**SOAL LATIHAN 1**
Ganti "trousers" dengan "pants" pada semua baris data pelabelan di bawah, lalu tulis ulang baris-baris itu tanpa perubahan lain dan tanpa menyertakan gambarnya.

13.1.11

Hak Dan Kewajiban Belajar Wanita


Amat banyak ayat Al-Quran dan hadis Nabi Saw. yang berbicara tentang kewajiban belajar, baik kewajiban tersebut ditjukan kepada lelaki maupun perempuan, di antaranya,

" Menuntut  ilmu  adalah   kewajiban   setiap   Muslim   (dan Muslimah)" (HR Al-Thabarani melalui Ibnu Mas'ud).

Para  perempuan di zaman Nabi Saw. menyadari benar kewajiban ini,  sehingga  mereka  memohon  kepada  Nabi  agar   beliau bersedia  menyisihkan waktu tertentu dan khusus untuk mereka agar dapat menuntut ilmu pengetahuan. Permohonan  ini  tentu saja dikabulkan oleh Nabi Muhammad Saw.

 Al-Quran  memberikan pujian kepada ulul albab, yang berzikir dan memikirkan kejadian langit dan bumi. Zikir dan pemikiran menyangkut  hal  tersebut  mengantarkan  manusia  mengetahui rahasia-rahasia alam raya. Mereka yang  dinamai  ulul  albab tidak  terbatas  pada  kaum lelaki saja, melainkan juga kaum perempuan. Hal ini terbukti dari lanjutan ayat di atas, yang menguraikan   tentang   sifat-sifat   ulul  albab,  Al-Quran menegaskan bahwa:
" Maka Tuhan  mereka  mengabulkan  permohonan  mereka  dengan berfirman,  "Sesunggahnya Aku tidak akan menyia-nyiakan amal orang-orang yang beramal di antara kamu, baik lelaki  maupun perempuan." (QS Ali 'Imran [3]: 195)

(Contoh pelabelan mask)
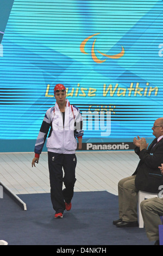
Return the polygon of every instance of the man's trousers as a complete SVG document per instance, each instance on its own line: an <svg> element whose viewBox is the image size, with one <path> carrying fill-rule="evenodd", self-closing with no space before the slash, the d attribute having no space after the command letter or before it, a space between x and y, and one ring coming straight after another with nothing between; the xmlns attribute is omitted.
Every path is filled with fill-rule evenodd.
<svg viewBox="0 0 163 256"><path fill-rule="evenodd" d="M145 199L140 204L147 237L150 241L159 240L159 225L162 222L160 216L163 216L163 198Z"/></svg>
<svg viewBox="0 0 163 256"><path fill-rule="evenodd" d="M70 203L73 196L77 158L74 154L63 154L49 151L48 156L53 207L57 214L63 213L65 202ZM64 190L63 182L65 186Z"/></svg>
<svg viewBox="0 0 163 256"><path fill-rule="evenodd" d="M137 192L135 186L135 175L121 180L118 184L119 217L123 221L137 221Z"/></svg>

**SOAL LATIHAN 2**
Ringkaslah kutipan tentang hak dan kewajiban belajar wanita dalam dua kalimat.

**JAWABAN 1**
Return the polygon of every instance of the man's pants as a complete SVG document per instance, each instance on its own line: an <svg> element whose viewBox is the image size, with one <path> carrying fill-rule="evenodd", self-closing with no space before the slash, the d attribute having no space after the command letter or before it, a space between x and y, and one ring coming straight after another with nothing between; the xmlns attribute is omitted.
Every path is filled with fill-rule evenodd.
<svg viewBox="0 0 163 256"><path fill-rule="evenodd" d="M145 199L140 204L147 237L150 241L159 240L159 225L162 222L160 216L163 216L163 198Z"/></svg>
<svg viewBox="0 0 163 256"><path fill-rule="evenodd" d="M70 203L73 196L77 158L74 154L63 154L49 151L48 156L53 207L57 214L63 213L65 202ZM64 190L63 182L65 186Z"/></svg>
<svg viewBox="0 0 163 256"><path fill-rule="evenodd" d="M137 192L135 186L135 175L121 180L118 184L119 217L123 221L137 221Z"/></svg>

**JAWABAN 2**
Banyak ayat Al-Quran dan hadis Nabi Saw. menyatakan kewajiban belajar bagi lelaki maupun perempuan, dan para perempuan di zaman Nabi memohon waktu khusus untuk menuntut ilmu, lalu permohonan itu dikabulkan oleh Nabi. Al-Quran memuji ulul albab yang berzikir dan memikirkan kejadian langit dan bumi, dan sebutan itu mencakup kaum perempuan, sebagaimana ditegaskan QS Ali 'Imran [3]: 195 bahwa Tuhan tidak menyia-nyiakan amal orang yang beramal, baik lelaki maupun perempuan.